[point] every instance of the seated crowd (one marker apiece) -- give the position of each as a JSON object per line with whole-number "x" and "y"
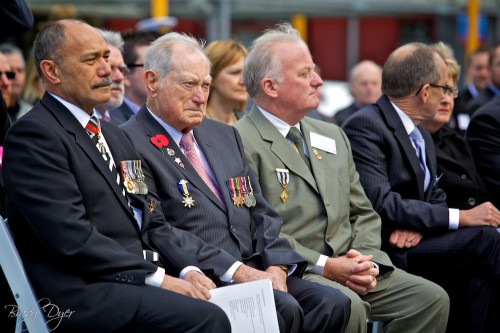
{"x": 138, "y": 182}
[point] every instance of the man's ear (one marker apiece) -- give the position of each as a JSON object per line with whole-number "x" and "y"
{"x": 269, "y": 87}
{"x": 50, "y": 71}
{"x": 150, "y": 79}
{"x": 424, "y": 93}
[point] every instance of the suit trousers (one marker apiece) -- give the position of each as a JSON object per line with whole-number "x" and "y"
{"x": 324, "y": 309}
{"x": 466, "y": 263}
{"x": 409, "y": 304}
{"x": 166, "y": 311}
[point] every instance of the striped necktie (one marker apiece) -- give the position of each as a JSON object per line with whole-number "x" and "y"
{"x": 188, "y": 145}
{"x": 296, "y": 138}
{"x": 94, "y": 131}
{"x": 419, "y": 144}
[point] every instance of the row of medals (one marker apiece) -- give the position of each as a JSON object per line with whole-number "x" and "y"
{"x": 247, "y": 199}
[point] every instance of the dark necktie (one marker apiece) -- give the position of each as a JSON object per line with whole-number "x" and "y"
{"x": 94, "y": 130}
{"x": 294, "y": 136}
{"x": 419, "y": 143}
{"x": 188, "y": 145}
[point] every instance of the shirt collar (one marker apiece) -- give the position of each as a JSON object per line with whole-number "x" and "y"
{"x": 407, "y": 123}
{"x": 280, "y": 125}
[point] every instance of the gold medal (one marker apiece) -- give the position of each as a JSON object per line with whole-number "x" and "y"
{"x": 284, "y": 196}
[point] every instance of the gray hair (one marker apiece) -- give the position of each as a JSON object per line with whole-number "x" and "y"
{"x": 112, "y": 38}
{"x": 159, "y": 55}
{"x": 405, "y": 74}
{"x": 9, "y": 48}
{"x": 48, "y": 43}
{"x": 261, "y": 61}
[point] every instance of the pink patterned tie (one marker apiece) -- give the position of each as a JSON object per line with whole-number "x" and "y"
{"x": 190, "y": 152}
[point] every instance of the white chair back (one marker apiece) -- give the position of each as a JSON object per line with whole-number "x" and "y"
{"x": 29, "y": 315}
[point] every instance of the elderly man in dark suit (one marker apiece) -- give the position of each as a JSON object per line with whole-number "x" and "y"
{"x": 86, "y": 243}
{"x": 396, "y": 161}
{"x": 205, "y": 186}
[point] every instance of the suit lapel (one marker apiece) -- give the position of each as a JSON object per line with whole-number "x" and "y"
{"x": 317, "y": 157}
{"x": 152, "y": 128}
{"x": 82, "y": 139}
{"x": 282, "y": 148}
{"x": 403, "y": 139}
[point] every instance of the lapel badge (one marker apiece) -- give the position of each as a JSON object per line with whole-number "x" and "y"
{"x": 318, "y": 155}
{"x": 178, "y": 161}
{"x": 184, "y": 187}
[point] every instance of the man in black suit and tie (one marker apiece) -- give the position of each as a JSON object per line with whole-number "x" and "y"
{"x": 86, "y": 244}
{"x": 205, "y": 186}
{"x": 395, "y": 158}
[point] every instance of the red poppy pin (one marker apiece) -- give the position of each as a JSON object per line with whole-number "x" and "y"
{"x": 160, "y": 141}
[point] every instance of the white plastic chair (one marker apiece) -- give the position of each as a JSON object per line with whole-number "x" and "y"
{"x": 13, "y": 269}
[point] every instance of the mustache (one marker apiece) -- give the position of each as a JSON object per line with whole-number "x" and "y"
{"x": 118, "y": 86}
{"x": 104, "y": 83}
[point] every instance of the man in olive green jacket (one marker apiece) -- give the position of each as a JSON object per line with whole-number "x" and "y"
{"x": 314, "y": 185}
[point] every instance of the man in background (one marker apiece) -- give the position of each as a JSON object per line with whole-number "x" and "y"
{"x": 119, "y": 72}
{"x": 365, "y": 82}
{"x": 136, "y": 43}
{"x": 18, "y": 107}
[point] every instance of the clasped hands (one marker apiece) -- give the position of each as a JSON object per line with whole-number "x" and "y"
{"x": 354, "y": 270}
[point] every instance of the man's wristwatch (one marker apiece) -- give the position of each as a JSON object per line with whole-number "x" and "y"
{"x": 284, "y": 268}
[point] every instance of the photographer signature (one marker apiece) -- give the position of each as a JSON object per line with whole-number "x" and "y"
{"x": 53, "y": 314}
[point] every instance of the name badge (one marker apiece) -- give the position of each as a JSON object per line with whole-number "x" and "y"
{"x": 324, "y": 143}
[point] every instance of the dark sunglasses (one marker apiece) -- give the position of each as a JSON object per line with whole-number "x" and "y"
{"x": 10, "y": 75}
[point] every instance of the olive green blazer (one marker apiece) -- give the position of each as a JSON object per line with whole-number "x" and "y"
{"x": 327, "y": 211}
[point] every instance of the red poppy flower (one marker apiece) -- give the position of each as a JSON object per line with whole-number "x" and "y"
{"x": 159, "y": 141}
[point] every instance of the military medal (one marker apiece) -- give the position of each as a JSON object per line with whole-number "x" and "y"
{"x": 102, "y": 147}
{"x": 251, "y": 197}
{"x": 132, "y": 177}
{"x": 318, "y": 155}
{"x": 230, "y": 182}
{"x": 184, "y": 187}
{"x": 283, "y": 178}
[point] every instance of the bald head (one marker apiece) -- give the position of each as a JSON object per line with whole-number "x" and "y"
{"x": 366, "y": 82}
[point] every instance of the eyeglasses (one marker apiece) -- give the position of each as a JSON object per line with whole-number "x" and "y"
{"x": 123, "y": 69}
{"x": 447, "y": 90}
{"x": 10, "y": 75}
{"x": 135, "y": 65}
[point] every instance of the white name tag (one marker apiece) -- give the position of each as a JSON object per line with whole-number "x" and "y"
{"x": 323, "y": 143}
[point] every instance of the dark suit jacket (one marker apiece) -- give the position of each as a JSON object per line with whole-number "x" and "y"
{"x": 484, "y": 140}
{"x": 248, "y": 234}
{"x": 121, "y": 114}
{"x": 390, "y": 171}
{"x": 457, "y": 174}
{"x": 77, "y": 236}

**Exercise brief**. Arrange every entry above as a two-column CSV with the headers entry_text and points, one row per entry, holding its text and its answer. Put each in a single quoted field, replace line breaks with spaces, and leave the pictures out.

**Written response**.
entry_text,points
"[point] every instance of the seated crowd (one marker apiece) -- give the position of each as a JSON object per line with whole-number ""x"" and ""y""","{""x"": 138, ""y"": 182}"
"[point] every instance of the man's ear (one marker apiece) -- give the position of each as a JSON object per line with whole-number ""x"" and ""y""","{""x"": 269, ""y"": 87} {""x"": 50, ""y"": 71} {""x"": 150, ""y"": 79} {""x"": 424, ""y"": 93}"
"[point] every instance of the suit trousers (one marker apiece) -- give the position of each as a JSON object per line with whole-number ""x"" and ""y""","{""x"": 324, ""y"": 309} {""x"": 466, ""y"": 263} {""x"": 409, ""y"": 304} {""x"": 166, ""y"": 311}"
"[point] every instance of the striped necktie (one marker apiece) -- give the position of each as a JSON object per line with whole-number ""x"" and ""y""","{""x"": 188, ""y"": 145} {""x"": 296, ""y"": 138} {""x"": 94, ""y"": 131} {""x"": 419, ""y"": 144}"
"[point] every instance of the row of medals (one marker apiece) -- give the position of each as a JSON object per line with whole-number ""x"" and ""y""","{""x"": 247, ""y"": 199}"
"[point] every instance of the dark necktie (one marker apiece) -- give the position of each as a JSON object per line with whole-number ""x"" and ""y""","{""x"": 94, ""y"": 130} {""x"": 294, ""y"": 136} {""x"": 419, ""y"": 143} {""x"": 188, ""y"": 145}"
"[point] every instance of the shirt collar (one marker apiece) -- give the position of each as a JSON object per line with whole-number ""x"" and ""y""","{""x"": 407, ""y"": 123} {""x"": 280, ""y"": 125}"
"[point] every instance of the gold medal (one marker apiece) -- give the position of each as a JSON object per line with whole-number ""x"" and ""y""","{""x"": 284, ""y"": 196}"
"[point] every instance of the gray hair (one marker apiece) -- give the position of each as a JSON object per line with whole-number ""x"" and ""y""","{""x"": 112, ""y"": 38} {""x"": 159, ""y"": 55} {""x"": 405, ""y"": 74} {""x"": 9, ""y"": 48} {""x"": 48, ""y"": 43} {""x"": 261, ""y"": 61}"
"[point] every instance of the pink patterned tie (one marker apiece) -- give the position of each as a JSON object per line with whole-number ""x"" and ""y""","{""x"": 190, ""y"": 152}"
"[point] every instance of the white chair back (one marker apiece) -- give the position of each as a JSON object per line with whole-number ""x"" and ""y""","{""x"": 29, ""y"": 315}"
"[point] every instance of the elderly man in dark suit (one marker apiece) -- give the position of each as a JSON object per line with whole-number ""x"" and ""y""","{""x"": 86, ""y"": 243} {""x"": 396, ""y"": 161} {""x"": 205, ""y"": 186}"
"[point] every instance of the suit lapel (one marker apiece) -- give the position of each as a JSON object per line with whole-number ""x"" and ""y""","{""x"": 317, ""y"": 157} {""x"": 152, ""y"": 128} {""x"": 82, ""y"": 139} {""x"": 282, ""y"": 148} {""x"": 403, ""y"": 139}"
"[point] every instance of the lapel badge (one marker apiece) -- give the position of each as a JSON object per line with whole-number ""x"" and ""y""","{""x"": 318, ""y"": 155} {""x"": 178, ""y"": 161} {""x"": 184, ""y"": 187}"
"[point] every instance of the man in black suit and tie (one marker apiece) -- give the position of each as a JSON object per line with whole-number ""x"" and ""y""","{""x"": 86, ""y"": 244} {""x"": 205, ""y"": 186} {""x"": 395, ""y"": 158}"
"[point] every instance of the red poppy pin (one marker apiece) -- give the position of each as a JSON object per line with whole-number ""x"" and ""y""","{""x"": 160, ""y"": 141}"
"[point] every instance of the white plastic chair (one marker apiece) -- give the position of each as a JSON object per line with whole-number ""x"" and ""y""","{""x"": 13, ""y"": 269}"
"[point] every instance of the mustache (one marker apiece) -- give the position of each as a JSON object per line with whole-number ""x"" and ""y""","{""x"": 118, ""y"": 86} {""x"": 104, ""y"": 83}"
"[point] every instance of the man in olive green jacket (one marker apiece) -- give the position of each as a JSON object per line with whole-number ""x"" and ""y""","{""x"": 314, ""y"": 185}"
"[point] every instance of the man in background (one marker apiece) -- give the position of each as a JSON object per line with whole-number ""x"" and ""y""","{""x"": 119, ""y"": 72} {""x"": 365, ""y"": 82} {""x"": 136, ""y"": 43} {""x"": 18, ""y"": 107}"
"[point] every instance of the clasped hands (one marker apiece) -- give the position of each as a JSON object per line with whole-number ""x"" and ""y""","{""x"": 354, ""y"": 270}"
"[point] every instance of the man's wristwatch (one marker apiece) -- give the position of each as a JSON object per line with whole-number ""x"" and ""y""","{""x"": 284, ""y"": 268}"
"[point] every instance of the photographer signature (one marker apiece) -- give the position of each as a JSON object per line with whole-number ""x"" and ""y""","{""x"": 53, ""y"": 314}"
"[point] every instance of the name badge (one marker apiece) -- give the position of each as a JSON object per line with whole-number ""x"" and ""y""","{""x"": 324, ""y"": 143}"
"[point] every instance of the dark sunglasses (one marker apiece) -- give the position of each as a JSON object per line with whole-number ""x"" and ""y""","{""x"": 10, ""y"": 75}"
"[point] every instance of the olive green blazer (one marker apiece) -- give the position of each as a JSON object per line with whole-number ""x"" and ""y""","{""x"": 327, ""y"": 211}"
"[point] every instance of the red poppy flower (one marker apiece) -- give the position of each as a JSON object per line with whole-number ""x"" and ""y""","{""x"": 159, ""y"": 141}"
"[point] every instance of the military medal (one marker apiece) -- give the position of each as a JSON object per line with whole-number ""x"" and ""y""","{""x"": 102, ""y"": 147} {""x"": 251, ""y"": 197} {""x"": 132, ""y"": 177} {""x"": 318, ""y"": 155} {""x"": 230, ""y"": 182} {""x"": 184, ""y"": 187} {""x"": 283, ""y"": 178}"
"[point] every instance of the bald head (one marker apiece) -- give the position of each as a JSON object per line with whole-number ""x"" and ""y""","{""x"": 366, ""y"": 82}"
"[point] every instance of the eyeglasses (one marker apiece) -- give the position of each as a JSON object per line with whole-number ""x"" and ""y""","{""x"": 123, ""y"": 69} {""x"": 447, ""y"": 90} {""x"": 10, ""y"": 75} {""x"": 135, ""y"": 65}"
"[point] every instance of the white name tag (one marker apiece) -- give the position of each as a JSON object per line with whole-number ""x"" and ""y""","{""x"": 323, ""y"": 143}"
"[point] every instance of the dark suit jacket (one marker apiece) -- give the position of each as a JSON object per line with whole-number ""x"" and ""y""","{""x"": 484, ""y"": 140} {""x"": 248, ""y"": 234} {""x"": 121, ""y"": 114} {""x"": 390, ""y"": 171} {""x"": 457, ""y"": 174} {""x"": 77, ""y"": 236}"